**TASK INSTRUCTIONS**. Which lines of the records below contain the string "dune"? Report each of them.

**SUPPLIED ENTRIES**.
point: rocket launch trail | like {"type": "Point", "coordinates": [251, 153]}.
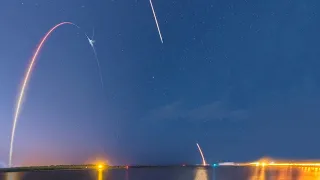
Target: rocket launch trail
{"type": "Point", "coordinates": [202, 156]}
{"type": "Point", "coordinates": [27, 76]}
{"type": "Point", "coordinates": [155, 18]}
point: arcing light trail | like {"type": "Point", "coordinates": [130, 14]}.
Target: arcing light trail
{"type": "Point", "coordinates": [155, 18]}
{"type": "Point", "coordinates": [28, 75]}
{"type": "Point", "coordinates": [203, 160]}
{"type": "Point", "coordinates": [91, 42]}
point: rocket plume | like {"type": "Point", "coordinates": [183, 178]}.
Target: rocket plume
{"type": "Point", "coordinates": [26, 80]}
{"type": "Point", "coordinates": [203, 160]}
{"type": "Point", "coordinates": [155, 18]}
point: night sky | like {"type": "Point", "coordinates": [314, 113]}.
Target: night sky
{"type": "Point", "coordinates": [240, 77]}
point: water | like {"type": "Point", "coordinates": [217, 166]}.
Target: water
{"type": "Point", "coordinates": [179, 173]}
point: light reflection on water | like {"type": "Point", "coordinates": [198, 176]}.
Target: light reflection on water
{"type": "Point", "coordinates": [253, 173]}
{"type": "Point", "coordinates": [201, 174]}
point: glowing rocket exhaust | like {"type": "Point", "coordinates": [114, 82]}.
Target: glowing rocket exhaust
{"type": "Point", "coordinates": [155, 18]}
{"type": "Point", "coordinates": [27, 76]}
{"type": "Point", "coordinates": [203, 160]}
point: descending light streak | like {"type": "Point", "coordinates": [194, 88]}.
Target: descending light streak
{"type": "Point", "coordinates": [26, 81]}
{"type": "Point", "coordinates": [155, 18]}
{"type": "Point", "coordinates": [203, 160]}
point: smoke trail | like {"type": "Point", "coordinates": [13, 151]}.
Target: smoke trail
{"type": "Point", "coordinates": [202, 156]}
{"type": "Point", "coordinates": [27, 79]}
{"type": "Point", "coordinates": [155, 18]}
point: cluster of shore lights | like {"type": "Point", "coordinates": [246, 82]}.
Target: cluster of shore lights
{"type": "Point", "coordinates": [284, 164]}
{"type": "Point", "coordinates": [100, 166]}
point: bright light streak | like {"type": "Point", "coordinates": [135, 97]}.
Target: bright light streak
{"type": "Point", "coordinates": [202, 156]}
{"type": "Point", "coordinates": [26, 80]}
{"type": "Point", "coordinates": [155, 18]}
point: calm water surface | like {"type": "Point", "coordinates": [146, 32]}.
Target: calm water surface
{"type": "Point", "coordinates": [223, 173]}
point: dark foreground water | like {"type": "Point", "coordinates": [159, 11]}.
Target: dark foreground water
{"type": "Point", "coordinates": [182, 173]}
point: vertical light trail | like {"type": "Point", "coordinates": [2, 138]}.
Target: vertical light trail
{"type": "Point", "coordinates": [26, 80]}
{"type": "Point", "coordinates": [203, 160]}
{"type": "Point", "coordinates": [155, 18]}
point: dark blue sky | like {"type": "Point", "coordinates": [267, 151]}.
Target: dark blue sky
{"type": "Point", "coordinates": [238, 76]}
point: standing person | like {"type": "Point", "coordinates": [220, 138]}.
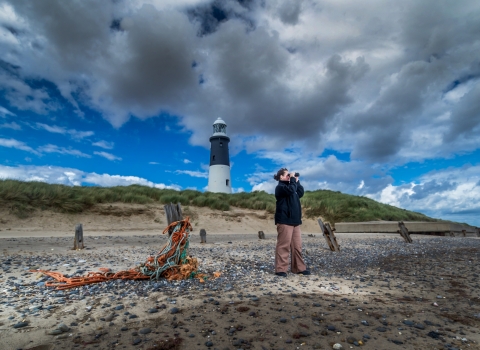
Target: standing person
{"type": "Point", "coordinates": [288, 218]}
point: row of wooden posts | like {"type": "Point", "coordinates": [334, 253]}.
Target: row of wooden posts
{"type": "Point", "coordinates": [174, 213]}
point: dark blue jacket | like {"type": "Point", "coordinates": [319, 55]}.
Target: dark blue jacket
{"type": "Point", "coordinates": [289, 210]}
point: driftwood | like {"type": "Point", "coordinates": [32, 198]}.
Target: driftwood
{"type": "Point", "coordinates": [78, 242]}
{"type": "Point", "coordinates": [203, 236]}
{"type": "Point", "coordinates": [329, 236]}
{"type": "Point", "coordinates": [404, 232]}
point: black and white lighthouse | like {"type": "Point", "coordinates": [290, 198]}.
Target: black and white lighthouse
{"type": "Point", "coordinates": [219, 171]}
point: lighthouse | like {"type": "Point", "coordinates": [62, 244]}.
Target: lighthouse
{"type": "Point", "coordinates": [219, 171]}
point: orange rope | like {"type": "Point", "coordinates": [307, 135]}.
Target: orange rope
{"type": "Point", "coordinates": [176, 270]}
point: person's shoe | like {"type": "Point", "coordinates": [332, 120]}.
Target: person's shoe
{"type": "Point", "coordinates": [305, 273]}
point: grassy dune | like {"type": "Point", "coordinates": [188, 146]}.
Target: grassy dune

**ANSWER AREA**.
point: grassy dune | like {"type": "Point", "coordinates": [188, 146]}.
Target: grassy dune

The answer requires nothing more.